## [TASK DIRECTIONS]
Copy every line of the records below word for word, omitting the pictures.

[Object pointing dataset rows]
:::::

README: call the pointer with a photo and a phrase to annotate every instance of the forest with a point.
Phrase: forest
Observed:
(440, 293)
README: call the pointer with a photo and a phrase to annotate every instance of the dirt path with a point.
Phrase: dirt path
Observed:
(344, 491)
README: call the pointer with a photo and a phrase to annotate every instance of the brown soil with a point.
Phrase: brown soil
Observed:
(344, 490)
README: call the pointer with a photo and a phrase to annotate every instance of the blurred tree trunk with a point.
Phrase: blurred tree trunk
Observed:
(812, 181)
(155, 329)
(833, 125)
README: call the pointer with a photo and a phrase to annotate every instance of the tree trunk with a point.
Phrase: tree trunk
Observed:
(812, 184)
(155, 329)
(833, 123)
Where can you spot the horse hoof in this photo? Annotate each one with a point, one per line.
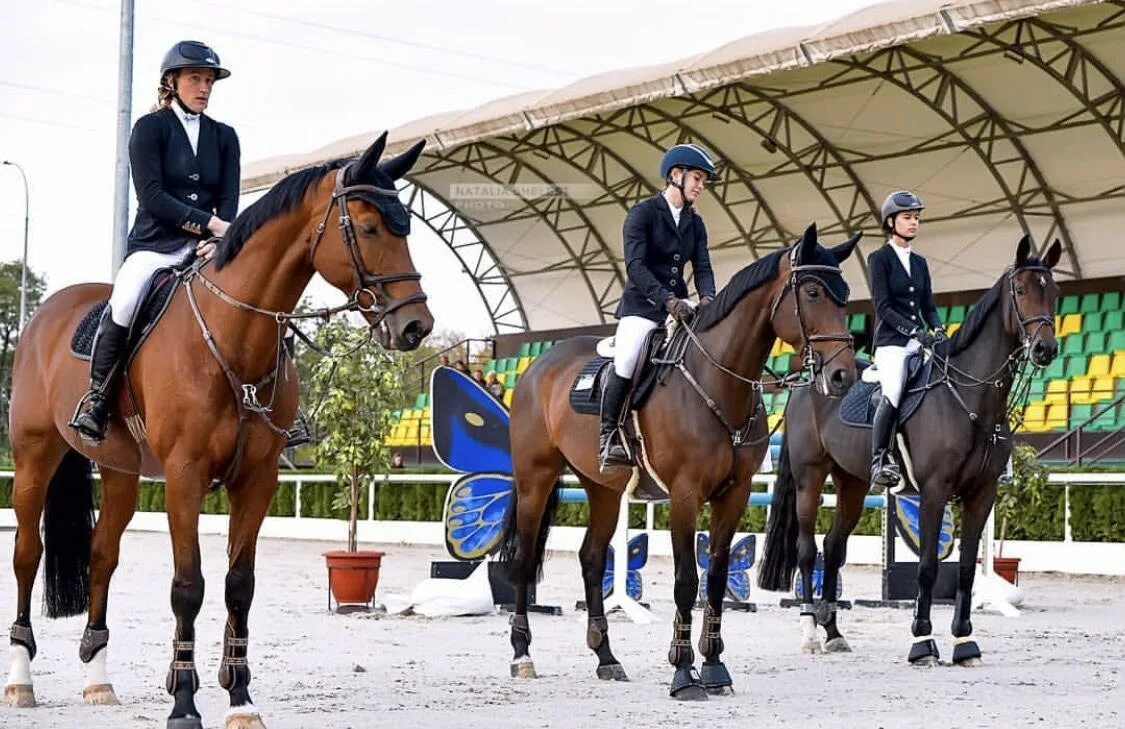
(244, 721)
(100, 695)
(612, 672)
(691, 692)
(523, 668)
(19, 695)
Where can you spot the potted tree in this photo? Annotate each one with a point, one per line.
(352, 414)
(1023, 493)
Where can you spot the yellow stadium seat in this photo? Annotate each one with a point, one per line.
(1056, 416)
(1101, 389)
(1118, 367)
(1099, 366)
(1080, 390)
(1056, 393)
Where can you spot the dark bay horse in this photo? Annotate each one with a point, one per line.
(196, 381)
(797, 295)
(959, 442)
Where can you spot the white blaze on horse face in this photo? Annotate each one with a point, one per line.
(20, 672)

:::::

## [ANSWER FOR THIS EXERCISE]
README: call the pointer with a photo and a phrase to annotate every instance of the forest with a point.
Phrase: forest
Observed:
(440, 293)
README: call the pointer with a photo and a phrase to annotate every instance of the dirt path with a point.
Phrase: dirt path
Observed:
(344, 491)
README: call the pointer with a photo and a phrase to annotate every instance of the brown soil with a point.
Phrase: brown soil
Observed:
(344, 490)
README: call the pointer with a photo and a phrase to annotate every instance of the blurred tree trunk with a point.
Phrase: blurred tree trunk
Observed:
(812, 181)
(155, 329)
(833, 125)
README: call the pointer with a photo and a phrase to annotate every instance of the tree trunk with a point.
Phrase: tree trunk
Observed:
(812, 184)
(155, 329)
(833, 123)
Where can you spot the horse hoof in this photo? Annotate each one with a point, one per line.
(244, 721)
(100, 695)
(612, 672)
(691, 692)
(523, 668)
(19, 695)
Where can you spot the potted tree in this photo? Annotate each one with a point, one per line.
(352, 414)
(1023, 493)
Where can you spot the yellow stadium seat in this photo? Annotate each one with a point, one per line.
(1056, 416)
(1101, 389)
(1118, 367)
(1099, 366)
(1080, 390)
(1056, 393)
Where can you spot the dark bay horse in this photo? Annotate each one with a point, one per line.
(196, 381)
(797, 295)
(959, 442)
Where can you spot the white blaze on horse face in this photo? Annotate each one with a point, one per line.
(20, 672)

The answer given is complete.